OBIETTIVO A. Conta quante righe dei record contengono la parola "instance" e scrivi soltanto il numero.

Visto che di questi tempi sono più in Italia che altrove e quindi posso seguire quanto vi accade meglio di altri periodi, ne dico alcune delle mie, che poi sono sempre quelle. Mentre governo, parti sociali e commentatori vari sono a celebrare il quasi raggiunto accordo sulla riforma della legge sul lavoro esprimo in merito un mio commento:

“a prescindere dalla validità o meno delle intese trovate, o che si troveranno ancora più avanti, penso che in pratica si è tratti di un tentativo di trovare il modo per fare nozze con i fichi secchi”

Come si può altrimenti definire questa sequela di riunioni allargate se non si pone come primo comandamento da non scordare mai che:

“per spartire la TORTA e poi mangiarla, bisogna che ci sia qualcuno che la TORTA la fa”

A me pare che questa ovvietà non sia ben chiara, quando sento esprimersi i nostri governanti e le varie controparti nei vari dibattiti e dichiarazioni.

Certo, le enunciazioni generiche sulla necessità di creare posti di lavoro, su come tutelarlo si sprecano. Come pure le idee, su come ci si potrebbe inventare un lavoro, abbondano nelle menti di coloro che non sanno neppure cosa vuol dire lavorare ma, alla fine, ci vogliamo rendere conto che la fabbrica Italia sta chiudendo? Ma dobbiamo proprio aspettare di fare la fine della Grecia per capirlo?

Dobbiamo aspettare altri segnali, dati, statistiche, che arrivano inevitabilmente a fatti e accadimenti già avvenuti, per accorgerci che è quanto sta succedendo? Eppure basta andare a bersi un bicchiere in osteria o prendere un caffè al bar per sentirne di ogni colore o, ancora, andare al ristorante e chiedere al titolare come sta andando il giro.

DATI DA ELABORARE.
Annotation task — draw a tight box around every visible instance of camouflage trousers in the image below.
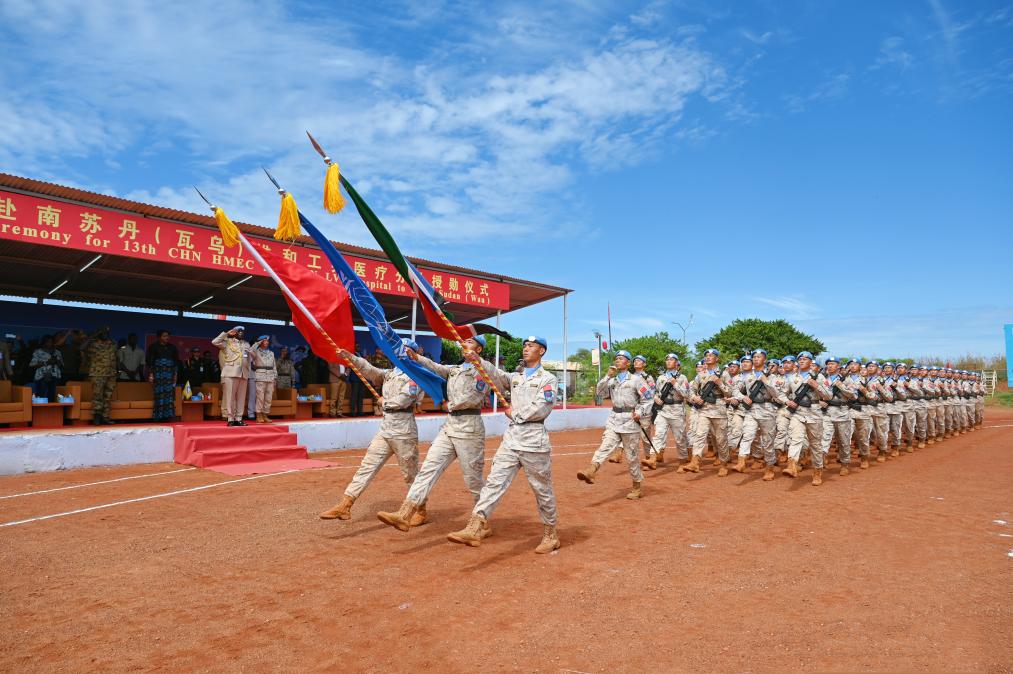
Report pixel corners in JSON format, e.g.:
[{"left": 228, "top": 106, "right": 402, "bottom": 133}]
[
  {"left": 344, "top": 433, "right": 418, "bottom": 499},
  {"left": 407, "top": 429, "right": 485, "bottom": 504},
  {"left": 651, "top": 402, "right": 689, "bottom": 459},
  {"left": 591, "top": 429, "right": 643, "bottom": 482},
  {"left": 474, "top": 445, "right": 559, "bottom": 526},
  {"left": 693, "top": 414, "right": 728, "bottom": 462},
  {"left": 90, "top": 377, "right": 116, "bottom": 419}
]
* * *
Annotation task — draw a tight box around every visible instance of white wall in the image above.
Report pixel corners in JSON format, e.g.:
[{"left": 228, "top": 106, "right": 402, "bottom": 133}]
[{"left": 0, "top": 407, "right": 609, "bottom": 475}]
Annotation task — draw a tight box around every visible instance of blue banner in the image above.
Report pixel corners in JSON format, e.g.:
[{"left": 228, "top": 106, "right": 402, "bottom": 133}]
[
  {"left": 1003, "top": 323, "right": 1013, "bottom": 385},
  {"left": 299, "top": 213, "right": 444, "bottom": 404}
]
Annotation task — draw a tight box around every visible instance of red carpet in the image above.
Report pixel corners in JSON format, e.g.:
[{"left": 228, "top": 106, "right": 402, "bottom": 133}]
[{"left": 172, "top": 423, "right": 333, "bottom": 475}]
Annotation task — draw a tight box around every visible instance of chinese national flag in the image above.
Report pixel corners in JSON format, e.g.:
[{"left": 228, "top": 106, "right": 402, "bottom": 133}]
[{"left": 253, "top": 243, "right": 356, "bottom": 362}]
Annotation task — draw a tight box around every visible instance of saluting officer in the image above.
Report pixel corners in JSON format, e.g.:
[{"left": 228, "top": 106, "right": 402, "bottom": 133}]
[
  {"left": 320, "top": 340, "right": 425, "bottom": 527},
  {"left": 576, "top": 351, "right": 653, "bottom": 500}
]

OBIETTIVO B. Ricopia alla lettera il passo del testo sulla riforma del lavoro che comincia con le parole "A me pare che" e si ferma dopo "dibattiti e dichiarazioni.".

SOLUZIONE DELL'ESERCIZIO A. 6

SOLUZIONE DELL'ESERCIZIO B.
A me pare che questa ovvietà non sia ben chiara, quando sento esprimersi i nostri governanti e le varie controparti nei vari dibattiti e dichiarazioni.